---------- MATERIALS PROVIDED
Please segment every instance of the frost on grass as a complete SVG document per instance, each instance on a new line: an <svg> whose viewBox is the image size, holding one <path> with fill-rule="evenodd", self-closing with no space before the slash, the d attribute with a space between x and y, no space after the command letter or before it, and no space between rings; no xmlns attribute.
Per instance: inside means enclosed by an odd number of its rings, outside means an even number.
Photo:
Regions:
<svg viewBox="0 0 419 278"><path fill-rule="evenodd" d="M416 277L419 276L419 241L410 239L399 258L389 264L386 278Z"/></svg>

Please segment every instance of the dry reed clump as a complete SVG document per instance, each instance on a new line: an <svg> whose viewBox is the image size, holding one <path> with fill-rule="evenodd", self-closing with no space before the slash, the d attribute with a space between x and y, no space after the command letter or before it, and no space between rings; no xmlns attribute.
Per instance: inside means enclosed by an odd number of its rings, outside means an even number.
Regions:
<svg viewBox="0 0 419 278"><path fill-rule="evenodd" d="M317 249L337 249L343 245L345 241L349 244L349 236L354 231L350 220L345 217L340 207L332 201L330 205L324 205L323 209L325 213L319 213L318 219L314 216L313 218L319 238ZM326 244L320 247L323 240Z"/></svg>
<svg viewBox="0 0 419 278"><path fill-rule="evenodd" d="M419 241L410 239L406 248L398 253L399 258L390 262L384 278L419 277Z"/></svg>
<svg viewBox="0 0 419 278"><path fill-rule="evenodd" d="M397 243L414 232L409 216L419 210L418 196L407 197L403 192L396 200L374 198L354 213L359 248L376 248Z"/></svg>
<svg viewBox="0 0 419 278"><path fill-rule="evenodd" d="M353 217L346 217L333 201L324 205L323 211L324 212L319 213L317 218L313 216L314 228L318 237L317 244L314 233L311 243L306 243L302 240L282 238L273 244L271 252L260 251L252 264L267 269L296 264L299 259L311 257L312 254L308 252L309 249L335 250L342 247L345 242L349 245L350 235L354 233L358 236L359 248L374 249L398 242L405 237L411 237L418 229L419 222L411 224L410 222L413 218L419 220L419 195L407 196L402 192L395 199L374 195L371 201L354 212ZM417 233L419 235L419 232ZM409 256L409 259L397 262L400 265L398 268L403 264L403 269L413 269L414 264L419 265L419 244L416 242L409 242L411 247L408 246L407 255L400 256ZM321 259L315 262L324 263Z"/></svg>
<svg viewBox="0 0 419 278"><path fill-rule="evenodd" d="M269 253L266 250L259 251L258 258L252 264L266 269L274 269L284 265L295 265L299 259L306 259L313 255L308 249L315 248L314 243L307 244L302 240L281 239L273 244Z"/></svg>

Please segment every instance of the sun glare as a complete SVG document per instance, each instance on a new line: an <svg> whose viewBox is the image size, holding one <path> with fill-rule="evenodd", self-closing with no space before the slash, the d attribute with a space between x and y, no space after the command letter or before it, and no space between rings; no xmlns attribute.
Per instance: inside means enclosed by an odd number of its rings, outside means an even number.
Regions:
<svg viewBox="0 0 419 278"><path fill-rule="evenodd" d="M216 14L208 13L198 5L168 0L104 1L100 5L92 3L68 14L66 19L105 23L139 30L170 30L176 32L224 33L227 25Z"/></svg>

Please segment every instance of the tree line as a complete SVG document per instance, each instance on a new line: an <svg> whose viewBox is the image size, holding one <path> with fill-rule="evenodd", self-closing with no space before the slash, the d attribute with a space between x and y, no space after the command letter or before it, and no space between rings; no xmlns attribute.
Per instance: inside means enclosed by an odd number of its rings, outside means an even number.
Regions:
--------------------
• _AIM OF THE EXERCISE_: Put each line from the one holding "Please segment every instance of the tree" through the end of the records, both ends included, into a Markdown table with the columns Index and Text. Number the rows in the Index column and leave out blank lines.

• _EXPECTED ANSWER_:
| Index | Text |
|---|---|
| 1 | Please segment every instance of the tree line as a complete SVG document per instance, each instance on a new line: an <svg> whose viewBox is the image size, holding one <path> with fill-rule="evenodd", self-closing with no space before the slash, the d attribute with a space between x and y, no space after the command letter or before it, and no space between rings; no xmlns attribute. |
| 2 | Per instance: inside means enclosed by an odd number of its rings, outside means an even number. |
| 3 | Regions: |